Segment Start: Page extract

Sideglances
by SARAH GREENE
sgreene@tatertv.com
Apr 12, 2012 | 330 views | 0 0 comments | 4 4 recommendations | email to a friend | print


MIKE WALLACE, the tough and sometimes controversial broadcast journalist who achieved his greatest fame as the star of television’s 60 Minutes program, died Saturday at 93.

He was described in colorful terms by different media.

USA Today newspaper said Wallace “combined a combative interview style with show-business panache, and his death marks the near end of the era of the tough, old-school reporter. . . No cause of death was reported, but he had been in declining health following triple bypass heart surgery in 2008.”

According to The New York Times, Wallace became “a paragon of television journalism in the heyday of network news. As he grilled his subjects, he said, he walked ‘a fine line between sadism and intellectual curiosity.’ “

IN THE EARLY 1960s, Wallace donated 65 recorded interviews made in 1957-58 from his show to the Harry Ransom Center at The University of Texas at Austin.

Segment End: Page extract
Segment Start: Available data

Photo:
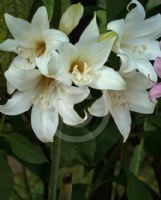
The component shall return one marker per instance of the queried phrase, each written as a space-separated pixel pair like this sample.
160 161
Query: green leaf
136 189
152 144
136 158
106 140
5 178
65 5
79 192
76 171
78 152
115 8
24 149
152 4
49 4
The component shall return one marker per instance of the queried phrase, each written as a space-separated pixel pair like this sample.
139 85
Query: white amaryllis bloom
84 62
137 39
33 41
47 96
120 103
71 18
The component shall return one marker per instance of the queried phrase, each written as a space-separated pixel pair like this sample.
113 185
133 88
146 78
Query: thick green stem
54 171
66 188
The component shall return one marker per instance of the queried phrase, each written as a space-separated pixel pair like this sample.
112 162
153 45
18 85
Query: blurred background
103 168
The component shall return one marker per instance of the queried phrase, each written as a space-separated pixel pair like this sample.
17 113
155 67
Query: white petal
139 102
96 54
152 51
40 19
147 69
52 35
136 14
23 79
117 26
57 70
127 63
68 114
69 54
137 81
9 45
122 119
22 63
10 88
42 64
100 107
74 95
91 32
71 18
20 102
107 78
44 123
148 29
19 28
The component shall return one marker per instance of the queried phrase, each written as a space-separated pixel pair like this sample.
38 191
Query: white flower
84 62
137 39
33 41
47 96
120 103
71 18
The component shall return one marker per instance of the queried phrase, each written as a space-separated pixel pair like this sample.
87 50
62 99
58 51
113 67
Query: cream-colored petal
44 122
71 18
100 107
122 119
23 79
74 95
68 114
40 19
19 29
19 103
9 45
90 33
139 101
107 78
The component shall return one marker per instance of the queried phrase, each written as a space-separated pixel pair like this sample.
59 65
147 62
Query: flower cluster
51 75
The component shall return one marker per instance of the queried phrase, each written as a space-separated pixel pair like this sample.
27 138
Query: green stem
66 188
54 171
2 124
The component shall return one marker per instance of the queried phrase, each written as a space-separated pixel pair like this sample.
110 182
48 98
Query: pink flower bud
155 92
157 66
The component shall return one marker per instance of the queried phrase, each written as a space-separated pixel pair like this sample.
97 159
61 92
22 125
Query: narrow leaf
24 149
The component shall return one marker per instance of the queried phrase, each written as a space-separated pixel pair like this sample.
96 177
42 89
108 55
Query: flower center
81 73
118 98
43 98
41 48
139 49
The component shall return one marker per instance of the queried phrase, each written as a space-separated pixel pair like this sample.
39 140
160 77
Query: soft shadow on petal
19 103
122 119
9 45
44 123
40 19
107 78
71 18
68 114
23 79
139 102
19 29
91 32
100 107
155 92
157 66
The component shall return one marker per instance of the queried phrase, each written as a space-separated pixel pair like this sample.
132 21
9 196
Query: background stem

Segment End: Available data

What is needed =>
Continue the column about Mike Wallace's death from where it stops. The rows have no connection to the column about Mike Wallace.

Task output =>
According to the Center, most of these were 16mm kinescope films, some of the earliest recordings of live television that were possible, and that survive today. Many had not been seen for more than 50 years, and “they represent a unique window into a turbulent time of American, and world history. From Senators to strippers, Ku Klux Klansmen to Nobel Prize winners, Mike Wallace has interviewed them all.”

ONE OF THE interviews I found most interesting, available in a 1957 kinescope on the Ransom Center website, featured Wallace questioning Margaret Higgins Sanger, an American educator, nurse and birth control activist.

Mrs. Sanger coined the term birth control, opened the first birth control clinic in the United States, and established Planned Parenthood Federation of America. Born in 1879, she lived until 1966.

Her early years were spent in New York City, where, prompted by suffering she witnessed due to frequent pregnancies and self-induced efforts to end them, she started publishing a monthly newsletter, The Woman Rebel.

She told Wallace that it was hard to say what motivated her, but she was at least partly influenced by the fact that her mother had 18 pregnancies in 22 years, and died at age 50 of tuberculosis and cervical cancer. Her one word self-description was “humanitarian.”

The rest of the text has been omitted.